Coordinate annotation records
• • • • • • •

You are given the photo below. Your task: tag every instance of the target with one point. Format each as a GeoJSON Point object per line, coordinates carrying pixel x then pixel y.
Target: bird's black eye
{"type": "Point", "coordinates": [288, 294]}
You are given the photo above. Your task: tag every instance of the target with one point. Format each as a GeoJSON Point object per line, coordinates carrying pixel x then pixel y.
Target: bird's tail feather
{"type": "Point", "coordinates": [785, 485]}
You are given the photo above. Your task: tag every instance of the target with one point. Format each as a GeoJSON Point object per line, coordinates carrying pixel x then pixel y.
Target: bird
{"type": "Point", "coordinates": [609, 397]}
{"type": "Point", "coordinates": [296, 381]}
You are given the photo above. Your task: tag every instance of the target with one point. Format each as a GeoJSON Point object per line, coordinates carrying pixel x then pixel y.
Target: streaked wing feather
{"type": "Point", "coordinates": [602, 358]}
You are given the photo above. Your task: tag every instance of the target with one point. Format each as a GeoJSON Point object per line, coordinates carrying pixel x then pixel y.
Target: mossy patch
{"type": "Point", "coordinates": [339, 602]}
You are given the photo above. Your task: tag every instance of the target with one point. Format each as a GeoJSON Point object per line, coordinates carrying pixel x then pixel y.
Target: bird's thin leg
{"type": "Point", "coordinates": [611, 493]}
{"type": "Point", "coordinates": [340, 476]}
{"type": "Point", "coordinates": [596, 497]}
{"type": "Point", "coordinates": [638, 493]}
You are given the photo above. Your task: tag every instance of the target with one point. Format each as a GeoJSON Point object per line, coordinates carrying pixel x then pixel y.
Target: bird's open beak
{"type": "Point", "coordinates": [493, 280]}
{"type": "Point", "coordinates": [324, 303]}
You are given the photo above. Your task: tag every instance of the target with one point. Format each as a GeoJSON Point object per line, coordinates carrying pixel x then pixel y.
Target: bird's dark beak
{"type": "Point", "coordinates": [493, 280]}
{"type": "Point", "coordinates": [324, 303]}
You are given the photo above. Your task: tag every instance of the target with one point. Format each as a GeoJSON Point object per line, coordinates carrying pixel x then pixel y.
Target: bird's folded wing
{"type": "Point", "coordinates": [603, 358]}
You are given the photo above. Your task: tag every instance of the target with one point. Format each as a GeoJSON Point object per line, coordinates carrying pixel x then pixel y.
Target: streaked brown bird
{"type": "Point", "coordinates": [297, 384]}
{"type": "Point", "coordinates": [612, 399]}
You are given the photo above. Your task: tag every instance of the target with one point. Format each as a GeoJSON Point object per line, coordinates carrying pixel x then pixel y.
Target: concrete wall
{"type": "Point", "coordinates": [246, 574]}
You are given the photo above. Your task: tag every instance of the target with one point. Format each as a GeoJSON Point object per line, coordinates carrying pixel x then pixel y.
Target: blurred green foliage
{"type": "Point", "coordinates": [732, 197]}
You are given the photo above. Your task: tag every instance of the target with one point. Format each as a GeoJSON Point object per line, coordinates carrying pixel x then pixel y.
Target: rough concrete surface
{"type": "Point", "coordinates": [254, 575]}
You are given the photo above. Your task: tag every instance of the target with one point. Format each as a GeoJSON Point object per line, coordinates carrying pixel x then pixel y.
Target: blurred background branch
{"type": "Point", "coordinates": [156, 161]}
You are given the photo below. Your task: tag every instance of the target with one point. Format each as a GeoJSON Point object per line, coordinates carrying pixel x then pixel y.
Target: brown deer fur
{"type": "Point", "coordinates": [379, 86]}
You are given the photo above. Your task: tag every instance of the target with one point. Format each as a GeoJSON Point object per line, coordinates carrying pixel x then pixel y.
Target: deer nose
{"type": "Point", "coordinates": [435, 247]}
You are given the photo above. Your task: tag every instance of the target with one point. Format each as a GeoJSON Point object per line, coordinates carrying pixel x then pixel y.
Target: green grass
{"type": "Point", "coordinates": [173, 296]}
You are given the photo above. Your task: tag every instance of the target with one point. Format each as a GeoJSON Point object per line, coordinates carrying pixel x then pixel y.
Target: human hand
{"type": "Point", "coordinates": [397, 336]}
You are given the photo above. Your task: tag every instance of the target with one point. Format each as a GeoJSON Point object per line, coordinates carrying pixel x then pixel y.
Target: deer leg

• • • • • • •

STATED GOAL:
Repeat the records above in full, character for character.

RESPONSE FOR THIS EXERCISE:
You are given the photo below. Your task: tag every instance of the target with one point. Format each as a GeoJSON Point object per line, coordinates carrying pixel x then pixel y.
Target: bird's black eye
{"type": "Point", "coordinates": [288, 294]}
You are given the photo above. Your task: tag every instance of the target with one point. Format each as a GeoJSON Point object per line, coordinates carrying pixel x then pixel y.
Target: bird's tail feather
{"type": "Point", "coordinates": [785, 485]}
You are given the photo above. Your task: tag every instance of the target with one point. Format each as a GeoJSON Point object per line, coordinates carrying pixel x then pixel y.
Target: bird
{"type": "Point", "coordinates": [609, 397]}
{"type": "Point", "coordinates": [296, 381]}
You are given the photo above. Your task: tag every instance of the target with one point. Format each as a GeoJSON Point object per line, coordinates carrying pixel x then pixel y.
Target: streaked wing feather
{"type": "Point", "coordinates": [602, 358]}
You are given the photo above. Your task: tag every instance of the target with one point. Format each as a GeoJSON Point object per line, coordinates carrying pixel x then pixel y.
Target: mossy patch
{"type": "Point", "coordinates": [339, 602]}
You are given the photo above. Your task: tag every instance of the target with one point. Format each as a GeoJSON Point object per line, coordinates carrying pixel x then pixel y.
Target: bird's thin leg
{"type": "Point", "coordinates": [611, 493]}
{"type": "Point", "coordinates": [340, 476]}
{"type": "Point", "coordinates": [596, 497]}
{"type": "Point", "coordinates": [638, 493]}
You are given the photo above. Your task: tag every instance of the target with one point. Format each as a GeoJSON Point object per line, coordinates carrying pixel x then pixel y.
Target: bird's open beak
{"type": "Point", "coordinates": [493, 280]}
{"type": "Point", "coordinates": [324, 303]}
You are given the photo above. Your task: tag every instance of the target with one point. Format each as a GeoJSON Point object per line, coordinates carrying pixel x then pixel y.
Target: bird's dark beak
{"type": "Point", "coordinates": [493, 280]}
{"type": "Point", "coordinates": [324, 303]}
You are given the photo above. Your task: tag every instance of the target with one point. Format each as a GeoJSON Point object per line, coordinates carrying pixel x then pixel y.
Target: bird's folded wing
{"type": "Point", "coordinates": [603, 358]}
You are given the photo above. Your task: tag every instance of the target with one point. Format each as a GeoJSON Point object per line, coordinates carrying pixel x then pixel y.
Target: streaked brown bird
{"type": "Point", "coordinates": [297, 384]}
{"type": "Point", "coordinates": [612, 399]}
You are given the photo above. Your task: tag every instance of the target with one point. Format each as a GeoJSON Point object per line, coordinates carrying pixel x then pixel y.
Target: concrete wall
{"type": "Point", "coordinates": [246, 574]}
You are given the photo above. Your task: tag every instance of the target with one point. Format each as a GeoJSON Point object per line, coordinates carrying pixel x then pixel y.
Target: blurred green foliage
{"type": "Point", "coordinates": [732, 197]}
You are given the photo above. Your task: tag every instance of the target with one point. Format each as a GeoJSON Point object per line, coordinates carrying pixel x then pixel y.
Target: rough concrete surface
{"type": "Point", "coordinates": [254, 575]}
You are given the photo above. Your task: tag every instance of the target with one point. Format each as a GeoJSON Point object per line, coordinates carrying pixel x then pixel y.
Target: blurred background branch
{"type": "Point", "coordinates": [156, 161]}
You are given the photo below. Your task: tag every instance of the target with one point. Format each as a GeoJSON Point object per line, coordinates carrying pixel x then pixel y.
Target: brown deer fur
{"type": "Point", "coordinates": [379, 86]}
You are given the photo above. Your task: tag every instance of the target with one point. Format each as a GeoJSON Point object per line, coordinates carrying pixel x then pixel y.
Target: deer nose
{"type": "Point", "coordinates": [435, 247]}
You are given the photo above. Your task: tag every instance of the target with one point. Format each as a GeoJSON Point object per line, coordinates carrying pixel x then pixel y.
Target: green grass
{"type": "Point", "coordinates": [173, 296]}
You are given the photo above. Your task: tag every instance of the target with one point. Format each as a GeoJSON Point object per line, coordinates carrying pixel x then pixel y.
Target: human hand
{"type": "Point", "coordinates": [397, 336]}
You are given the photo above. Your task: tag every instance of the target with one point. Format each as a GeoJSON Point object per line, coordinates carrying pixel x then pixel y.
Target: deer leg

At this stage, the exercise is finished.